== CHALLENGE A ==
In the interview excerpt, how old is Kit's younger sister, Gigi Powers?
== CHALLENGE B ==
Reproduce everything in the interview excerpt from "And Cynthia couldn't" down to "your mom's career was?".

== PAGE EXCERPT ==

Her mother, of course, has no doubts. 

"I think you would," Cynthia, 64, interjected. "That's brave of you to say, though." 

Because even though the the School of the Art Institute of Chicago grad was careful not to push Kit, 23, or her younger sister, 18-year-old high schooler Gigi Powers, into her field of choice, she always knew her girls were going to be successful at something. 


"I think you've always been very self-possessed, self-motivated and you always followed your own path," she told Kit. "You've maneuvered this creative world in your own way."

For the past few years that's meant branding herself as Gen Z's answer to Martha Stewart, leaning hard into the food and beverage space, entertaining her nearly 400,000 Instagram followers with content of her girl-about-town lifestyle and sometimes combining the two, teaming with Mom to release a line of fashion-forward aprons and oven mitts

And Cynthia couldn't be more thrilled that her eldest has found her perfect recipe. 

She's spent her life impressing upon her daughters the importance of "being able to be who you are, no matter what the environment is," she said. "They need to express themselves." 

Sitting down with E!, the mother-daughter duo did just that, crafting their thoughts on everything from the importance of following your passion to why everyone's not, uh, cut out for a career in fashion. 

E! News: Growing up, did you realize how interesting your mom's career was?
Kit Keenan: I've always thought my mom's job is really cool because she's so passionate about her work. And, also, with fashion, there are times in the year that your mom is the center of attention and all of their work becomes this amazing show that people watch and there's celebrities and cool people there. It's a very cool experience as a child to see your parent's work be so appreciated.

Dataset entries
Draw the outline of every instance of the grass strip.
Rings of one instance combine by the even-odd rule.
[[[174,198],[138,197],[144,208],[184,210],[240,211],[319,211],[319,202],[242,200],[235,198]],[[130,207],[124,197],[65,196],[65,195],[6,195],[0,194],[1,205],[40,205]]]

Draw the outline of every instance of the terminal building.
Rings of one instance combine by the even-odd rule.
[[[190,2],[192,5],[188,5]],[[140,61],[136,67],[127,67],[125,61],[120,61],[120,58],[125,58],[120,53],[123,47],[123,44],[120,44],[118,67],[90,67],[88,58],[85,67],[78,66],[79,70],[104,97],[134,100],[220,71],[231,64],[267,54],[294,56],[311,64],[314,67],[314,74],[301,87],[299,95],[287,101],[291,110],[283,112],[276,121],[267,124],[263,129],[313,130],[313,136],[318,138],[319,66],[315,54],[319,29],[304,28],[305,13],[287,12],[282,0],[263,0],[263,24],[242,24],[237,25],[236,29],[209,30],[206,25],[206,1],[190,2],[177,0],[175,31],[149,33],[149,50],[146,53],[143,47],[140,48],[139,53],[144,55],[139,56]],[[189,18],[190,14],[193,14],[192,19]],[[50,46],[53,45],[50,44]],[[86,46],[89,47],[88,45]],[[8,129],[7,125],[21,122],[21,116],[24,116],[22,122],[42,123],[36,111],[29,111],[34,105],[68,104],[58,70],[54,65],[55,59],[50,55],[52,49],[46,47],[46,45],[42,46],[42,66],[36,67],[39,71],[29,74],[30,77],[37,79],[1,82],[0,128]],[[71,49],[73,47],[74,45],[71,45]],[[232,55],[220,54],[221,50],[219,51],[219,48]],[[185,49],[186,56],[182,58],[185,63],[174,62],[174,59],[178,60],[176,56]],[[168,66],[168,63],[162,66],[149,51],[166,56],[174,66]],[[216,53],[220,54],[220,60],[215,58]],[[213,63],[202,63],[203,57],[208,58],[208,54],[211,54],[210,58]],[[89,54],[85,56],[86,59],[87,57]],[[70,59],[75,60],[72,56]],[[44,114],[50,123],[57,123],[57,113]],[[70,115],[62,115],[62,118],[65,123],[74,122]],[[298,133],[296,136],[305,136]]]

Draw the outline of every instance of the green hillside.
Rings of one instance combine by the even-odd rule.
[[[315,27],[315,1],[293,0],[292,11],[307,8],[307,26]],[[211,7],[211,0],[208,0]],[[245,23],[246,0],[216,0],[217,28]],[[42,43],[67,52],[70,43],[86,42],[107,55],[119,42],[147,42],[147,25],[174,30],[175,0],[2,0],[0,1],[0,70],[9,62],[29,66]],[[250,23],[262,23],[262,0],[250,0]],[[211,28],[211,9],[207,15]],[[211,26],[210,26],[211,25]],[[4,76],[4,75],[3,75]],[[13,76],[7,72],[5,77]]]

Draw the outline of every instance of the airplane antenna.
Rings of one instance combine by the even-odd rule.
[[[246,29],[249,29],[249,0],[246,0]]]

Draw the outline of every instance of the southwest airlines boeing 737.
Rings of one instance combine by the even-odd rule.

== EXERCISE ANSWER A ==
She is 18 years old.

== EXERCISE ANSWER B ==
And Cynthia couldn't be more thrilled that her eldest has found her perfect recipe. 

She's spent her life impressing upon her daughters the importance of "being able to be who you are, no matter what the environment is," she said. "They need to express themselves." 

Sitting down with E!, the mother-daughter duo did just that, crafting their thoughts on everything from the importance of following your passion to why everyone's not, uh, cut out for a career in fashion. 

E! News: Growing up, did you realize how interesting your mom's career was?